SOAL LATIHAN:
A - Menurut teks bacaan tentang kunjungan ke Hard Rock Bali, apa nama grup band favorit penulis?
B - Tuliskan kembali tanpa perubahan bagian teks bacaan yang dibuka dengan kata-kata "sebenarnya tulisan ini" dan ditutup dengan "is me wkwkkwkw…!".

TEKS BACAAN:
>>

UNI-UNI MASUK HARD ROCK


sebenarnya tulisan ini sudah pernah diposting di blog saya yang satu lagi. tapi berhubung sekarang postingan di blog tersebut lebih pada tulisan-tulisan fiksi, jadi saya pindah kesini ^_^

 UNI-UNI MASUK HARD ROCK

Entah apa yang ada di pikiran para tamu malam itu. Mungkin mereka berpikir sedang bermimpi melihat malaikat di tempat ajeb-ajeb. Atau mungkin, mereka tak habis pikir kenapa security tempat itu membiarkan perempuan itu masuk. Bukan tidak mungkin perempuan itu adalah anggota dari teroris dan berniat meledakkan tempat itu.
Mengenakan sandal gunung, baju dan rok panjang serta jilbab berwarna abu-abu. Kehadirannya bersama rombongan yang juga aneh (meski tak menggunakan jilbab) membawa suasana lain di Main Stage Hard Rock Hotel Bali malam itu. And the girl is me wkwkkwkw…!

Ceritanya waktu malam pertama di Bali, kak Nona dan suaminya -tuan rumah yang merelakan kamarnya kami inapi- mengajak kami jalan-jalan. Setelah makan malam sate ayam (sate di Bali beda sama di Medan, satunya pakai sop bro!! hihii… seger!!), pasangan pasutri ini mengajak kami mengitari daerah Legian dan Kuta. Malam-malam di Kuta seru juga. Deru ombaknya bikin pengen mandi hehehe!! Selesai foto-foto di pantai Kuta, kak Nona mengajak kami ke Hard Rock. Sebenarnya kami berlima cuma ngikut aja apa kata tuan rumah. Secara kami baru sampai dan belum nyusun rencana mau kemana aja. Awalnya sih kami berpikir untuk menghabiskan malam itu dengan beristirahat setelah menempuh perjalanan Surabaya-Bali. Baru keesokkan harinya menjelajah pulau Dewata. Tapi berhubung tuan rumah menawarkan untuk jalan-jalan, kami tentu tak menyia-nyiakan kesempatan (apalagi naik mobil dinas suaminya kak Nona, otomatis gratis. Itu yang paling penting ;) ) maka saat kak Nona ngajak ke Hard Rock aku sama sekali nggak keberatan, bahkan senang. Memori otakku pun mengingatkanku saat Sheila On 7, grub band favoritku berada di Hard Rock. Untuk kau ketahui kawan, terkadang sesuatu yang tak istimewa bisa menjadi sangat istimewa ketika sesuatu itu berhubungan dengan apa yang kita sukai. Aku nggak punya hubungan emosional apa-apa sama Hard Rock (ceilee hubungan emosional). Tapi karena Sheila On 7 pernah ada di sana (yang entah kapan aku nggak ingat. Aku cuma ingat aku pernah liat so7 di tv atau di majalah gitu, sedang berada di Hard Rock), dan hubungan emosionalku cukup kuat dengan so7, otomatis Hard Rock menjadi bukan sekedar Hard Rock buatku, melainkan sesuatu yang berhubungan dengan hal spesial yang aku sukai, Sheila on7. So, akupun melangkahkan kaki dengan semangat menuju Hard Rock hotel Bali yang berada di kawasan Kuta itu.

<<

DATA TERCATAT:
>>

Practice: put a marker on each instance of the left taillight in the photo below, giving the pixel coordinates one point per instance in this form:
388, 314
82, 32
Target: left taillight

<<

DAFTAR JAWABAN:
A - Sheila On 7.

B -
sebenarnya tulisan ini sudah pernah diposting di blog saya yang satu lagi. tapi berhubung sekarang postingan di blog tersebut lebih pada tulisan-tulisan fiksi, jadi saya pindah kesini ^_^

 UNI-UNI MASUK HARD ROCK

Entah apa yang ada di pikiran para tamu malam itu. Mungkin mereka berpikir sedang bermimpi melihat malaikat di tempat ajeb-ajeb. Atau mungkin, mereka tak habis pikir kenapa security tempat itu membiarkan perempuan itu masuk. Bukan tidak mungkin perempuan itu adalah anggota dari teroris dan berniat meledakkan tempat itu.
Mengenakan sandal gunung, baju dan rok panjang serta jilbab berwarna abu-abu. Kehadirannya bersama rombongan yang juga aneh (meski tak menggunakan jilbab) membawa suasana lain di Main Stage Hard Rock Hotel Bali malam itu. And the girl is me wkwkkwkw…!